* [REQUIREMENT]: Copy the lines below word for word, starting at the first of the rows and ending at the line that contains "left=165, top=186, right=209, bottom=248", including both of those lines.
--- EXTRACTED DATA ---
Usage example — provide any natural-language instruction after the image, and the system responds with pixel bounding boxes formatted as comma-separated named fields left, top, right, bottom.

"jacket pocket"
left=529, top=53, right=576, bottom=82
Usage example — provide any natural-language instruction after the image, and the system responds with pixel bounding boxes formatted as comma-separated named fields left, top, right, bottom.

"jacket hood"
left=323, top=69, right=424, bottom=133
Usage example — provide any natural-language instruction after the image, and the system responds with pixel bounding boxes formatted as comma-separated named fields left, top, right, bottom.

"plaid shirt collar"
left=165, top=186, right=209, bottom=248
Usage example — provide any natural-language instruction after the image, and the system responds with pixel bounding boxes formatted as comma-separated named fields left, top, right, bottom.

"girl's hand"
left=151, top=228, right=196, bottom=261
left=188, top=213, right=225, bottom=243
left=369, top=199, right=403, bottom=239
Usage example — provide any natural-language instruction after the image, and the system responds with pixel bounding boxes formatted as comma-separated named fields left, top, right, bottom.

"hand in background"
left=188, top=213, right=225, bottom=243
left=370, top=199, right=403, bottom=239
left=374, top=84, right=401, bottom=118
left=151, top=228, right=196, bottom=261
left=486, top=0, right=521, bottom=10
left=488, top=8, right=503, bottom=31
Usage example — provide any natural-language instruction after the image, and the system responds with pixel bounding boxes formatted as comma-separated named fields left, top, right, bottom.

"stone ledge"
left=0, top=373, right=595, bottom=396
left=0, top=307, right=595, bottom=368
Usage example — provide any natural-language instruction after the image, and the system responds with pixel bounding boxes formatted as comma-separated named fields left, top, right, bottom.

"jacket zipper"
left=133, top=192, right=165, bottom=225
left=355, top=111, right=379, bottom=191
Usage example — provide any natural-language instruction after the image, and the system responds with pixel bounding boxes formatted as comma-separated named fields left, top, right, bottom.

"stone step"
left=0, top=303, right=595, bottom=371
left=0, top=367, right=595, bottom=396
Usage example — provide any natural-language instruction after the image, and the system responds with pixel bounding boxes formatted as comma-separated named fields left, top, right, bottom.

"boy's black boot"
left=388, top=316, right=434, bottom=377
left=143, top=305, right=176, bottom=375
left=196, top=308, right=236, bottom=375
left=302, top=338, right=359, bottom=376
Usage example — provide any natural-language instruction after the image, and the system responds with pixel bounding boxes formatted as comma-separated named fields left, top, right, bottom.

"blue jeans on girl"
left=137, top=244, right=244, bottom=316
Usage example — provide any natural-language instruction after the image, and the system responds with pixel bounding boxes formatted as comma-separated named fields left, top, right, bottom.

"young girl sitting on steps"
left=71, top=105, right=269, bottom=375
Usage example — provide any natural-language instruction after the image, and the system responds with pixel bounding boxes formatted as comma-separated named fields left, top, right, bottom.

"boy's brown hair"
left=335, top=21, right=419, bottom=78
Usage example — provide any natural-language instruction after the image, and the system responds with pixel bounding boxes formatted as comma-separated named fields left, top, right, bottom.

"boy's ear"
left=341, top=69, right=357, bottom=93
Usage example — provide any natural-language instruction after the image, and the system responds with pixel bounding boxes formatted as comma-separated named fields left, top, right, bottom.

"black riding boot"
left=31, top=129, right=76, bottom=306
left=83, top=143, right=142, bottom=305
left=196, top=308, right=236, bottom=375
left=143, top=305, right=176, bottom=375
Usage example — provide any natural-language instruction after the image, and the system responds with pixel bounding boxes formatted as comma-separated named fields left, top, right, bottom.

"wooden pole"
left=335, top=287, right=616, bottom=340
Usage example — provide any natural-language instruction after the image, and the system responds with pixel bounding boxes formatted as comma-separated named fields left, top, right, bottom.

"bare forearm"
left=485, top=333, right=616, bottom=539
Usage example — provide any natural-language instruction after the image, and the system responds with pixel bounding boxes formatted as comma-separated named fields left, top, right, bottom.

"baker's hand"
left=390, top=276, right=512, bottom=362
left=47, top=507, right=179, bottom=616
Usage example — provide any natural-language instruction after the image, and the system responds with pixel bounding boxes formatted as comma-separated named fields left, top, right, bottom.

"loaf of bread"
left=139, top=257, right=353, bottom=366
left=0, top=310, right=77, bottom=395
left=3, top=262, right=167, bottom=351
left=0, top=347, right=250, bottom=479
---
* [RESULT]:
Usage example — provide any natural-language instruction after the image, and the system responds with pixel bounding boxes formatted as comma-separated named fields left, top, right, bottom.

"jacket pocket"
left=529, top=53, right=576, bottom=82
Usage example — provide any natural-language instruction after the image, and the system responds with pixel bounding boxes formatted as comma-separated named fields left, top, right, bottom.

"jacket hood"
left=323, top=69, right=424, bottom=133
Usage example — provide any natural-language instruction after the image, and the system responds with pixel bounding boxes formatted as comma-separated named fields left, top, right, bottom.

"plaid shirt collar"
left=165, top=186, right=209, bottom=248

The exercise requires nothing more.